What you will do:
Turn these records into a two-column CSV with the columns "record_text" and "answer". Give each record one row, with its text and its answer each in a single quoted field, replace line breaks with spaces, and leave the pictures out.

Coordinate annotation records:
= = = = =

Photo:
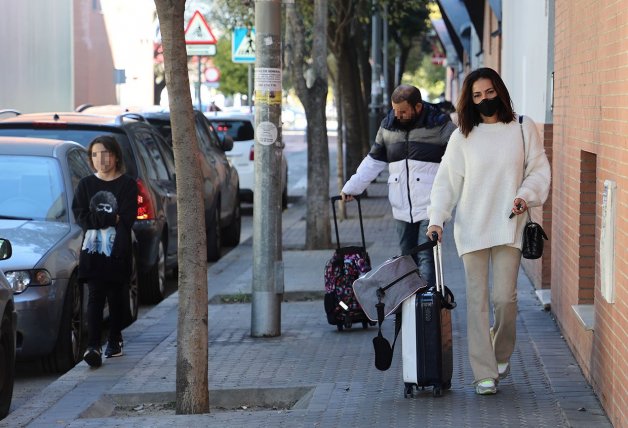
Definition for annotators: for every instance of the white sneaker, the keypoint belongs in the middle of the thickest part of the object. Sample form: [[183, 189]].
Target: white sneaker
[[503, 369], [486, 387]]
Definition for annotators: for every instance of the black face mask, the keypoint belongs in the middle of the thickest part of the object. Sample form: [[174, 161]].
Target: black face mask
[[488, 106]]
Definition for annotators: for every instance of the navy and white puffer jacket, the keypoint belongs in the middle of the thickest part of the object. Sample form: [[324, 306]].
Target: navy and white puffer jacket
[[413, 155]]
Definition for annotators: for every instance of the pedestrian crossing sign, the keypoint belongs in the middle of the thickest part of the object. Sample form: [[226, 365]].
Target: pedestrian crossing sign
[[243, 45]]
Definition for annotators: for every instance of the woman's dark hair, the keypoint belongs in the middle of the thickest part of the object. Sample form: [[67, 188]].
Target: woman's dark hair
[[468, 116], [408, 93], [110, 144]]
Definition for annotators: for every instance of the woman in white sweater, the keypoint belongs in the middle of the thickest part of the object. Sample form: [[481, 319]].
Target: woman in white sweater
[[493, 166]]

= = = = =

Worked solution:
record_text,answer
"Photo: Definition for annotators: for every instance of the white sneaker, the keypoint belongs in the middle of the thickest part of the object. Sample form: [[183, 189]]. Target: white sneaker","[[503, 369], [486, 387]]"
"Definition for annotators: for every instance of the black face mask, the keypoint belongs in the middle of the thickest part of the object. Sample form: [[174, 161]]. Target: black face mask","[[488, 106]]"
"Definition for annotators: for every instance of the navy and white puffer jacket, the keypoint belongs in the middle of the thickest part of the object. Sample form: [[324, 306]]. Target: navy and white puffer jacket","[[413, 155]]"
"Definition for annotators: for every instance of the pedestrian crossing sign, the keypoint belongs in the middle of the thickest part of the object. Sample form: [[226, 365]]. Target: pedestrian crossing sign","[[243, 45]]"
"Definition for annotators: for every instance of the woman's dark hair, the keypoint belongs in the middle of the thickest part of the object. Sample form: [[67, 188]]. Target: woman's dark hair","[[468, 116], [408, 93], [110, 144]]"
"Definition for annotators: for every instance of the woman in white sweater, the keypoint belongs in the middle of the thickest part of the object. Sample form: [[481, 319]]. Target: woman in white sweater","[[493, 166]]"